**Challenge**
Below is a listing; write it out exactly and drop any images from it.

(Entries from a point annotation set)

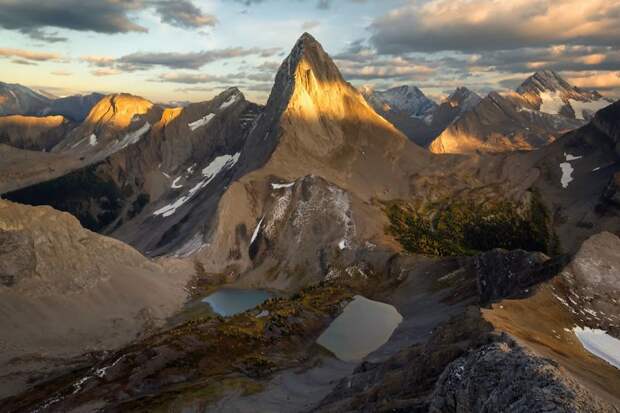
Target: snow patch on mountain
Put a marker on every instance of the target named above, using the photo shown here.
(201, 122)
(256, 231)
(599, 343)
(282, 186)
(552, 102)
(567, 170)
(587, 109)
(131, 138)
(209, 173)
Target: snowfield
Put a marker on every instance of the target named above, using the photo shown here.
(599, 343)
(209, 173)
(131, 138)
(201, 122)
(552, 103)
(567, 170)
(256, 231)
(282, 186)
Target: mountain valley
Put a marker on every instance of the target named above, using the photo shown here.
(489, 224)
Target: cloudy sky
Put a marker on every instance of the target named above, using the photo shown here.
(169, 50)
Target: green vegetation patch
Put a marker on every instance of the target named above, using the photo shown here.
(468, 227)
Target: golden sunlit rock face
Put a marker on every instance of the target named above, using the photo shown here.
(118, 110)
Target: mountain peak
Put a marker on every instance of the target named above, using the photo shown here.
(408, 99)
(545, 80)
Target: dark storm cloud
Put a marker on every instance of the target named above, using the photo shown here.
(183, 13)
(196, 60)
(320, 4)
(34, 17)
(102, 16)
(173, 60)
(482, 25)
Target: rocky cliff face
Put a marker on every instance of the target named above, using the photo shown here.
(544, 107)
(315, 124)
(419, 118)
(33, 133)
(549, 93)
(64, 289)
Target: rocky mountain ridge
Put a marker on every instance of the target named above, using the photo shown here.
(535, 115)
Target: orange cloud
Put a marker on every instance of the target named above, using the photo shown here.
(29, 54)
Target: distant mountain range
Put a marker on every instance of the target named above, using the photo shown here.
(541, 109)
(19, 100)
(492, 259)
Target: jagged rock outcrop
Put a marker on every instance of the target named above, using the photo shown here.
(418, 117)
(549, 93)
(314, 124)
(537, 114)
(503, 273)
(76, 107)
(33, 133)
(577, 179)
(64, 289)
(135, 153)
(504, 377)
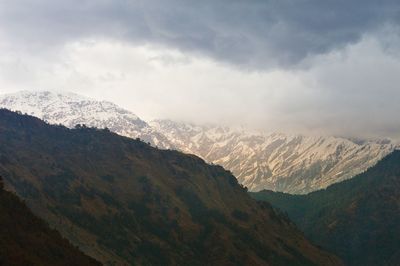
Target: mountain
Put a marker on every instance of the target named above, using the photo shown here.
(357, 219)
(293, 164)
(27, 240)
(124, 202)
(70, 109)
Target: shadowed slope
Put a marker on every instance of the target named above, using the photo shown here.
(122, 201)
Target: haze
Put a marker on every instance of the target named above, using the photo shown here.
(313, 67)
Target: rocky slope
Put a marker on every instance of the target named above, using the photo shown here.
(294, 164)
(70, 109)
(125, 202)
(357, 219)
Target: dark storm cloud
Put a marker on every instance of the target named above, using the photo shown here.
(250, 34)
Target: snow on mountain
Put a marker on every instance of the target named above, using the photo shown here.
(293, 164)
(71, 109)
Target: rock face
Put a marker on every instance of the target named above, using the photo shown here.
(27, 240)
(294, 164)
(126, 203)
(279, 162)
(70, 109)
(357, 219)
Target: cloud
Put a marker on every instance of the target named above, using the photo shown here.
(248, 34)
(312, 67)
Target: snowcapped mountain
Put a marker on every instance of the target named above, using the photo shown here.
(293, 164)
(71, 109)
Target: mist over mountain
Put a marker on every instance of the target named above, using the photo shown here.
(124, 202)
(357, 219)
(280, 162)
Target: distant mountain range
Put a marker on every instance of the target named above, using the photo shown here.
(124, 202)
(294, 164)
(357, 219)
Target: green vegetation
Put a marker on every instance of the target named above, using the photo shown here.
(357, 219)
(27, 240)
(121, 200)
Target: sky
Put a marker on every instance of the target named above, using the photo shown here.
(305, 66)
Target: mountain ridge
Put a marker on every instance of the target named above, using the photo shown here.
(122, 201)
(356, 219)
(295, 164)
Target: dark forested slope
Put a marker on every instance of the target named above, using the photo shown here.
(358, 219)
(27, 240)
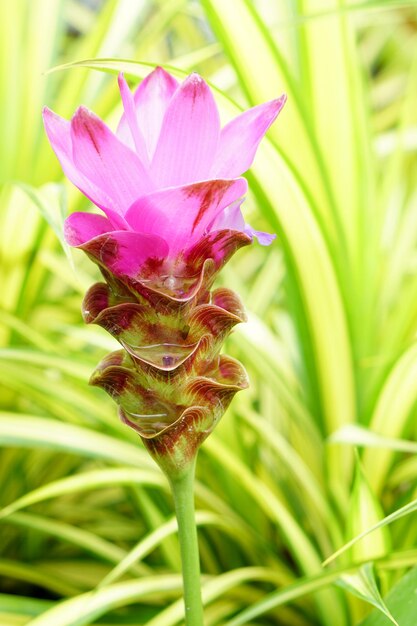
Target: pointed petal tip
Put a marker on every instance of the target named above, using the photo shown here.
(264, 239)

**Exercise result**
Target: snow patch on mountain
Put a marker on every instance of the target named above, using the photo shown here.
(201, 122)
(256, 231)
(599, 343)
(282, 186)
(552, 102)
(567, 170)
(587, 109)
(131, 138)
(209, 173)
Target: snowfield
Put a marker on every instance of the target named above, using the photo shown here.
(599, 343)
(209, 173)
(131, 138)
(201, 122)
(552, 103)
(567, 170)
(256, 231)
(282, 186)
Target: mountain valley
Put a marker on every instance of the target named above, using the photo shown here.
(489, 224)
Target: cloudy sky
Put a marker on every instance of the target named above, using the photo shown here.
(169, 50)
Target: green vegetation patch
Put a marker on every instance of the target named above, using the photo shown here.
(468, 227)
Target: golden sunlit rock face
Put a marker on every instance of the target named above, using the photo shown here.
(118, 110)
Target: mountain peak
Put a marker on every instance of the target named above, using the photo shown here.
(408, 99)
(545, 80)
Target: dark storm cloud
Put a marker on every instance of the target named above, using the photo shown here.
(183, 13)
(196, 60)
(320, 4)
(34, 17)
(102, 16)
(173, 60)
(482, 25)
Target: rocky cliff face
Put a marker on every instance of the target named above, using the photo shown here.
(544, 107)
(315, 124)
(419, 118)
(33, 133)
(549, 93)
(64, 289)
Target: rocky mountain ridge
Put a marker on every instance of the target named above, using the photo shown here.
(535, 115)
Target: orange cloud
Put a marker on every instance of the target named above, using the photo shown here.
(29, 54)
Target: distant mountain range
Put a marker on every instance of the target named above, using the photo shown here.
(541, 109)
(19, 100)
(492, 259)
Target: jagged rock outcrop
Put a marker on every instance of the target named above, using the photo shown here.
(418, 117)
(549, 93)
(314, 124)
(537, 114)
(503, 273)
(76, 107)
(33, 133)
(577, 179)
(64, 289)
(135, 153)
(504, 377)
Target: mountain
Put a marker on every instance of the target named above, using the photo shown here.
(357, 219)
(293, 164)
(27, 240)
(124, 202)
(70, 109)
Target: shadowed slope
Put a marker on every instance of the target named above, using the photo shown here.
(122, 201)
Target: haze
Put a marker on every instance of the target named above, using the photo shown here.
(313, 67)
Target: rocky slope
Put a marker on every instance of the target named above, using the photo shown here.
(294, 164)
(70, 109)
(125, 202)
(357, 219)
Target: dark storm cloud
Put a marker on every instance of the target named above, using the photo shown here.
(250, 34)
Target: snow on mountain
Put a marker on every instance of the target named above, using the photo shown here.
(293, 164)
(71, 109)
Target: rock face
Put a marker on every instance of the target named above, using the photo shown here.
(27, 240)
(294, 164)
(126, 203)
(279, 162)
(70, 109)
(357, 219)
Target: cloud
Put a marker on every instance of the target named above, using the photo shown here.
(248, 34)
(312, 67)
Target: snowcapped mountain
Put a marker on every instance of the target named above, using the photo shown here.
(293, 164)
(71, 109)
Target: mist over mountain
Put a marker on every instance of the target named above, using the photo shown here.
(124, 202)
(357, 219)
(280, 162)
Target: distant mountain range
Put a marker on every instance of the target named above, using the photo shown here.
(124, 202)
(294, 164)
(357, 219)
Target: green vegetation
Put a marker on every instance of the target named above, using the photo shown here.
(357, 219)
(27, 240)
(121, 200)
Target: sky
Put a marker on every instance of the target named above, using the photo shown here.
(305, 66)
Target: mountain ridge
Put a marker on every instance of the target named above, using the photo shown here.
(122, 201)
(356, 219)
(295, 164)
Target: dark forested slope
Put a marker on every instance of the target named above, using the photo shown here.
(358, 219)
(27, 240)
Target: pointed petal tip
Put a marker on every instance of the target named above, using the photo shown here.
(264, 239)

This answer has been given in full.